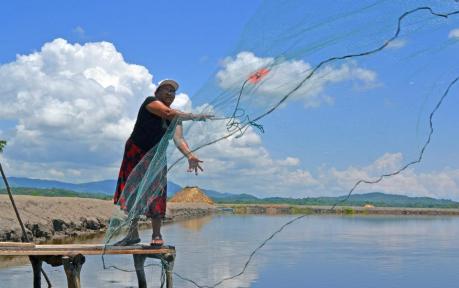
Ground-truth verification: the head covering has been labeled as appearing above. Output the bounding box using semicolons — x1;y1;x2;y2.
155;79;179;92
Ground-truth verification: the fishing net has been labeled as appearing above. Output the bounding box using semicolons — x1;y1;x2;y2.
105;0;459;285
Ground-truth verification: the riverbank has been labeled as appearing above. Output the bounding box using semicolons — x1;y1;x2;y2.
0;195;216;243
217;204;459;216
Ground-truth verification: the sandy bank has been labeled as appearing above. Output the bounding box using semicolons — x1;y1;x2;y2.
0;195;215;242
218;204;459;216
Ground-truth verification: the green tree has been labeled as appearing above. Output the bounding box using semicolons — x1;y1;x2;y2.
0;140;6;153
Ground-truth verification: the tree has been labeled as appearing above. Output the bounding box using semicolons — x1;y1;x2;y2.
0;140;6;153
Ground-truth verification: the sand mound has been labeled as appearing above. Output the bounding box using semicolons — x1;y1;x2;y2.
169;187;214;205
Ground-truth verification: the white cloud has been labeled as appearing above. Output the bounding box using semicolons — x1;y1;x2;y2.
0;39;459;199
387;39;406;49
216;52;377;107
0;39;155;181
448;28;459;39
73;26;86;38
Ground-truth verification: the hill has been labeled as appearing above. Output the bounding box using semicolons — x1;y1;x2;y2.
169;187;214;205
4;177;182;196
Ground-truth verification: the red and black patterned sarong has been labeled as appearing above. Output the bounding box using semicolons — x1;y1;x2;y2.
113;138;167;218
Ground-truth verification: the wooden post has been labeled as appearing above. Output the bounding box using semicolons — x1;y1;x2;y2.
62;254;85;288
29;256;43;288
164;254;175;288
132;254;147;288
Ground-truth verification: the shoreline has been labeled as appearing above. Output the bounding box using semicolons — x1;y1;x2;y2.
217;204;459;216
0;195;216;244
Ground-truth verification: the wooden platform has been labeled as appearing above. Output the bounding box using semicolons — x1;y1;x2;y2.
0;242;175;256
0;242;175;288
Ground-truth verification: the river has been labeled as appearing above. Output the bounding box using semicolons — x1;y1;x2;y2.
0;214;459;288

******************************

Arrange the lines of the material above as a JSON list of strings, one string per line and with blank lines omitted. Begin at the line that contains "Ground-truth verification: the hill", and stop after the line that contains "113;138;167;218".

## Answer to this problem
[
  "Ground-truth verification: the hill has been labeled as appearing above. Output the bounding box using semicolons — x1;y1;x2;y2.",
  "169;187;214;205",
  "4;177;182;196",
  "Ground-truth verification: the red and black patterned sarong has been labeled as appearing above. Output the bounding box using semicolons — x1;y1;x2;y2.",
  "113;138;167;218"
]